_Prompt_
Transcribe all of the material exactly.

* start Data provided *

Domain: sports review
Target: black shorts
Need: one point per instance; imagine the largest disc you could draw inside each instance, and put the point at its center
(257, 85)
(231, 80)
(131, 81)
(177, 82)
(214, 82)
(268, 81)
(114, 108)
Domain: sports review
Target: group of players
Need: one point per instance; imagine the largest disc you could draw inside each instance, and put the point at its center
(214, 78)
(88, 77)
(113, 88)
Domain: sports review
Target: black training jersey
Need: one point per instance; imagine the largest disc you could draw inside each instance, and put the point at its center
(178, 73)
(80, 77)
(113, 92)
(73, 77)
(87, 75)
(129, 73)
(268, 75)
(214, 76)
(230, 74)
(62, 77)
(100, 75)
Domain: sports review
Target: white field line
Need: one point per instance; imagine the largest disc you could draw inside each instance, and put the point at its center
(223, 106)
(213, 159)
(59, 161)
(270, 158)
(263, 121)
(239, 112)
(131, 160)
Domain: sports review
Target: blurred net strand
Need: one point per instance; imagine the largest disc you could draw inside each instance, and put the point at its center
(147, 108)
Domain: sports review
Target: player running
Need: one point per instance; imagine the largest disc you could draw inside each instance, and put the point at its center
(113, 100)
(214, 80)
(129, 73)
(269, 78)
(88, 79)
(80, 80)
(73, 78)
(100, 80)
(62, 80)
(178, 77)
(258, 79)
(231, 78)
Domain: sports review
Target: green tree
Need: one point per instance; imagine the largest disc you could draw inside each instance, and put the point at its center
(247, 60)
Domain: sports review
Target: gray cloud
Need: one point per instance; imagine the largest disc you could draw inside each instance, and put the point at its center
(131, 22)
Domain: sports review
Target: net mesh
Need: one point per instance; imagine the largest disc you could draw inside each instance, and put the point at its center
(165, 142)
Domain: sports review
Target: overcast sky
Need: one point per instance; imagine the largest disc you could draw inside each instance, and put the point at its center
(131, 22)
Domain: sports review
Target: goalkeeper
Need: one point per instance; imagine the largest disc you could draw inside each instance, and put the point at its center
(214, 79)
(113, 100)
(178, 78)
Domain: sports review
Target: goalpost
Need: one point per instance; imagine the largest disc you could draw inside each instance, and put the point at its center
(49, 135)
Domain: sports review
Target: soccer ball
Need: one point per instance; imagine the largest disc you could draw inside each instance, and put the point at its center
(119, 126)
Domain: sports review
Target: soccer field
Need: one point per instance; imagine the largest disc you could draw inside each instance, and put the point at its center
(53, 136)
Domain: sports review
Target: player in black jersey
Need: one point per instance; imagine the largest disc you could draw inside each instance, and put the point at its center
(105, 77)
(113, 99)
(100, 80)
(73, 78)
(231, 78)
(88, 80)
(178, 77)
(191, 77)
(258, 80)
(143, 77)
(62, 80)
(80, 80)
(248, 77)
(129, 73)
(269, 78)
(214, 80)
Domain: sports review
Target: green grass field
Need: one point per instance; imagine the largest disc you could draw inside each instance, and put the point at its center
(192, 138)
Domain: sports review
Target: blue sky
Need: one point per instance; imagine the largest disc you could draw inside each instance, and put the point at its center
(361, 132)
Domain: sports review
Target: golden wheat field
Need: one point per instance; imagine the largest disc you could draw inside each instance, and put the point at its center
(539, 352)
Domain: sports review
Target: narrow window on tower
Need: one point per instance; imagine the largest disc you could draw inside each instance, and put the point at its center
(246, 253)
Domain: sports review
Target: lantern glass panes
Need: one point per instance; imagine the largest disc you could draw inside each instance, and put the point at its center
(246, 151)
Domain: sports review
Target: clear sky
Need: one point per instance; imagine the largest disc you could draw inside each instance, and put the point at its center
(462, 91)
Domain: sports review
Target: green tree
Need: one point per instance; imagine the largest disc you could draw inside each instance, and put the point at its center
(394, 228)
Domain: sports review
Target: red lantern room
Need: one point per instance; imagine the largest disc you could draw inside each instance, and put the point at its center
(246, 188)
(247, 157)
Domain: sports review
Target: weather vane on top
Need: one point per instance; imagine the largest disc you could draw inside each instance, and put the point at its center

* end Data provided *

_Task answer_
Domain: sports review
Target: black shorts
Need: one point per instance; imagine the largest disc you could draw inside each instance, and put the point at its center
(257, 85)
(231, 80)
(131, 81)
(177, 82)
(214, 82)
(268, 81)
(114, 108)
Domain: sports review
Target: group of players
Need: one point per instance; imagine the largest disc you could draw inside each instance, and put the point at its center
(214, 78)
(88, 77)
(113, 88)
Domain: sports review
Target: black training jersey
Need: one point per instance; imagine the largest disc you could draw inside each instance, and put the point at its center
(178, 73)
(80, 77)
(113, 92)
(73, 77)
(87, 75)
(129, 73)
(268, 75)
(214, 76)
(230, 74)
(62, 77)
(100, 75)
Domain: sports review
Target: white field line
Need: one point per instance; imagine the largest disc you could draw inside each instance, and put the point at its center
(223, 106)
(213, 159)
(59, 161)
(270, 158)
(263, 121)
(239, 112)
(131, 160)
Domain: sports review
Target: blurred net strand
Need: one point per instance; imagine the largest disc you could draw inside each instance, and put the point at its center
(147, 108)
Domain: sports review
Target: player running
Need: one point per instance; imagine the largest disc you could draw inside each instance, and put the point at its center
(113, 100)
(214, 80)
(129, 73)
(269, 78)
(88, 79)
(80, 80)
(73, 78)
(100, 80)
(62, 80)
(178, 77)
(258, 79)
(231, 78)
Domain: sports review
Target: green tree
Need: one point per instance; imagine the largest disc you could draw inside each instance, and put the point at its center
(247, 60)
Domain: sports review
Target: gray cloud
Need: one point per instance; imagine the largest disc you could draw inside each instance, and put the point at its center
(131, 22)
Domain: sports review
Target: net mesh
Need: one point per instance; imagine the largest disc you could draw inside each instance, and put the point at its center
(165, 142)
Domain: sports review
Target: overcast sky
Need: one point per instance; imagine the largest disc you could draw inside each instance, and put the point at its center
(131, 22)
Domain: sports review
Target: goalkeeper
Need: one point per instance; imagine the largest disc you could draw inside each instance, and put the point at its center
(214, 79)
(113, 100)
(178, 78)
Domain: sports review
Target: goalpost
Need: one point per instance; imagine the largest disc you could draw inside each instance, and put the point at its center
(49, 135)
Domain: sports review
Target: soccer ball
Need: one point per instance; imagine the largest disc you could draw inside each instance, and put the point at its center
(119, 126)
Domain: sports review
Target: soccer field
Need: one point per instance; imagine the largest disc you could draw inside each instance, and put the point at its center
(53, 136)
Domain: sports review
Target: player in black jersey
Need: one point per instance; imagine the largest disc you could draw inside each instance, and put the point at its center
(105, 77)
(113, 99)
(100, 80)
(73, 78)
(231, 78)
(88, 80)
(178, 77)
(191, 77)
(258, 80)
(143, 77)
(62, 80)
(80, 80)
(248, 77)
(129, 73)
(269, 78)
(214, 80)
Domain: sports review
Target: green grass field
Need: one point per instance; imagine the largest disc you could draw inside each instance, and put the point at its center
(192, 138)
Domain: sports review
Target: blue sky
Need: one point per instance; imagine the largest disc you could draw inside each instance, and put the point at its center
(361, 132)
Domain: sports review
Target: golden wheat field
Need: one point per instance; imagine the largest disc you could draw inside each instance, and put the point at its center
(539, 352)
Domain: sports review
Target: narrow window on tower
Need: one point per instance; imagine the largest disc you could draw inside each instance, and put the point at its center
(246, 253)
Domain: sports review
Target: lantern glass panes
Need: one point per instance; imagine the largest disc you could draw inside each instance, and put the point at its center
(246, 151)
Domain: sports review
Target: clear sky
Need: one point per instance; imagine the largest disc you could draw inside each instance, and put the point at its center
(462, 91)
Domain: sports review
Target: green tree
Need: one point per instance; imagine the largest disc you could draw inside each instance, and put the point at its center
(394, 228)
Domain: sports review
Target: red lantern room
Need: one point per instance; imagine the largest disc you could draw inside each instance, and put the point at its center
(246, 188)
(247, 157)
Domain: sports review
Target: weather vane on top
Need: one point per instance; imagine the largest disc you could draw inside each instance, and put the point at its center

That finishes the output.